◆ **YOUR OBJECTIVE**
Write the data out again in full, with no departure from the original.

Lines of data
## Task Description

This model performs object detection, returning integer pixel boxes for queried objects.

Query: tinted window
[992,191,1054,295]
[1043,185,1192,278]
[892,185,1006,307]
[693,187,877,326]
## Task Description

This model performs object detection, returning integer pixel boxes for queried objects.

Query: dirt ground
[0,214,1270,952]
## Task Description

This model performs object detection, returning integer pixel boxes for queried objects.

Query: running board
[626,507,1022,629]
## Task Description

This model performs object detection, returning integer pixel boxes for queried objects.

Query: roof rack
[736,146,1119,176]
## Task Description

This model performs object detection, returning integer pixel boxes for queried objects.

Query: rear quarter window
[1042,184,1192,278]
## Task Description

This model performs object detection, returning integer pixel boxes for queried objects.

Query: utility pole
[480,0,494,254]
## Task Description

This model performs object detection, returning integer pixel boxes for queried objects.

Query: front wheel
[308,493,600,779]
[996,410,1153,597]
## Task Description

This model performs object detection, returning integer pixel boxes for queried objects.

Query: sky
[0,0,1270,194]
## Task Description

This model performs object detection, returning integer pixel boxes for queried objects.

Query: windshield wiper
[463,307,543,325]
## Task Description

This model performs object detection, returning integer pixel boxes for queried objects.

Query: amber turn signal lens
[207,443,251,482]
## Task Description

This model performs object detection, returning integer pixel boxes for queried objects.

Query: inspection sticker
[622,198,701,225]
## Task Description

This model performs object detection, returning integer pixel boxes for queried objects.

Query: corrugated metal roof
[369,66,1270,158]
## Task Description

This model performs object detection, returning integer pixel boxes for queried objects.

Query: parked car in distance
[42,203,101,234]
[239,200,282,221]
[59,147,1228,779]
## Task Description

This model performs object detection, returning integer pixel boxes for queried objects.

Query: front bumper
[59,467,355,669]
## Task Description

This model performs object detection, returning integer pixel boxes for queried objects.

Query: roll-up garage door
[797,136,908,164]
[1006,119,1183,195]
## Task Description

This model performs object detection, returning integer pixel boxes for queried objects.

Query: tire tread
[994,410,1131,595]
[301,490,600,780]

◆ **OUTPUT OF THE EXERCISE**
## Task Description

This model performs object detection, returning integer pixel boxes for queried objects.

Query: tinted window
[992,191,1054,295]
[1043,185,1192,278]
[892,185,1006,307]
[693,187,877,326]
## Task Description

This model performs object detection, returning integer pixel boxes for queried objects.

Query: dirt ground
[0,214,1270,952]
## Task Description

This model performs object detection, returning integer pixel boxes for queried objects.

Query: running board
[626,507,1022,629]
## Task Description

This model performs object detection, returning integer pixel boxes for queried objects.

Query: roof rack
[736,146,1119,176]
## Task Description

This model performs object detection, returning integer pixel boxes for queried objects.

Query: rear quarter window
[1042,184,1192,278]
## Task Description

This model performs object detection, returning integer pixel boxes for queried objects.

Query: utility pole
[480,0,494,254]
## Task Description

This model performs object detection, returning integer pixel boxes for queried objects.

Query: front wheel
[308,493,600,779]
[996,410,1153,597]
## Task Description

This model performs object detection, returning integer pixel boxes for queried objects.

Query: sky
[0,0,1270,194]
## Task Description

This model performs object detection, returning integer pixel boxes for queried objects.

Query: windshield wiper
[463,307,543,325]
## Task Description

This model performs object detection, returning integer pixel boxes for queried objects.

Query: amber turn signal lens
[207,443,251,482]
## Task Description

This model performs object detection, returning integer pixel boxes for queried objects.

Query: inspection sticker
[622,198,701,225]
## Task Description

This model performs object detection, returning integer pixel boxes for queried objects.

Query: corrugated metal roof
[369,66,1270,158]
## Task Description

This model performs object detection, returning integer pixel boxes for queried objects.

Query: parked car in distance
[42,203,101,234]
[239,200,282,221]
[59,147,1228,779]
## Task Description

This model performs object detection, returning integer pixel boxes for queried objects.

Query: front bumper
[59,467,355,669]
## Task Description

This model performs object detection, returning integer pixel boxes for queried objects.

Query: roll-up garage door
[797,136,908,164]
[1006,119,1183,195]
## Task Description

This model performs object detection, returning integer pixel boxes for queried objects.

Query: tire tread
[994,410,1131,595]
[301,490,600,780]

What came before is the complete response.